Pick out each line in the records below that contains the word "reflection" and copy those lines.

(begin)

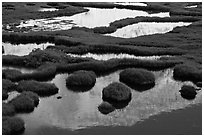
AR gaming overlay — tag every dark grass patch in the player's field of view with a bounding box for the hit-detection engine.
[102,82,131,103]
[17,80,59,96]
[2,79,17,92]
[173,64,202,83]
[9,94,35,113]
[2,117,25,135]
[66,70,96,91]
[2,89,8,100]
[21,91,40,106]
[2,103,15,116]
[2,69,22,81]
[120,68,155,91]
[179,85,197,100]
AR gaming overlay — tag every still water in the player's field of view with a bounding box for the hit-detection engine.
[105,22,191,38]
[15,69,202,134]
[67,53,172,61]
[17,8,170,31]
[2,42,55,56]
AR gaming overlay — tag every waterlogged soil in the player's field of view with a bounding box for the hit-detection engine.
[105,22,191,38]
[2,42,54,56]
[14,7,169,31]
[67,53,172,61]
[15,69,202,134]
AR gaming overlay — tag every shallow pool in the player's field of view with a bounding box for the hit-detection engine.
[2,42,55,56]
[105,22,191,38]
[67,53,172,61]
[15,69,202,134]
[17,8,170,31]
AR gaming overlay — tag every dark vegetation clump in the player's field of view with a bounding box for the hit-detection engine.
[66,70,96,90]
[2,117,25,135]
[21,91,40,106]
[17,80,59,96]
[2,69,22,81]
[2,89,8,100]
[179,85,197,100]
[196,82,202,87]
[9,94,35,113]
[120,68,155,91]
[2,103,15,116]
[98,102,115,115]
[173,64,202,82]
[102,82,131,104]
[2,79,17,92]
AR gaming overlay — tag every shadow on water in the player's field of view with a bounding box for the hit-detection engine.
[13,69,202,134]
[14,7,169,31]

(end)
(begin)

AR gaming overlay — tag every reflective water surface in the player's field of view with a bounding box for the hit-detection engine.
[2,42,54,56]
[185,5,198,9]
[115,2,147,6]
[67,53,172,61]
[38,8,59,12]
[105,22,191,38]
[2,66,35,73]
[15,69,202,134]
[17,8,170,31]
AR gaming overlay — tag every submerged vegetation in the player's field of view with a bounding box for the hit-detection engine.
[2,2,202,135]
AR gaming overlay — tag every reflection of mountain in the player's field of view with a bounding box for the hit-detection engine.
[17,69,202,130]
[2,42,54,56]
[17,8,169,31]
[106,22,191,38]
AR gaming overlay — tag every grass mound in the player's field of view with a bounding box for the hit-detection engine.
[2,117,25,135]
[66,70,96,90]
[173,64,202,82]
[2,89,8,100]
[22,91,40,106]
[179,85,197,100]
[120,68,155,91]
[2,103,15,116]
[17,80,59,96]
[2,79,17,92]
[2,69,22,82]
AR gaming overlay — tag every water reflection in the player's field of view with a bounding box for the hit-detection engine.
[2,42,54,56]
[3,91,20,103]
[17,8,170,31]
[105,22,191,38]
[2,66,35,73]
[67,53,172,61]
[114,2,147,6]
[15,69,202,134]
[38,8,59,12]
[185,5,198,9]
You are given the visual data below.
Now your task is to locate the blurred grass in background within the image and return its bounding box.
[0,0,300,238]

(end)

> FINISHED TASK:
AR gaming overlay — tag every reflection of mountain in the player's field of view with a bounding box for the hit-detection engine.
AR gaming overlay — tag every water reflection in the player's field of view with a bounding box for the hit-detection engine.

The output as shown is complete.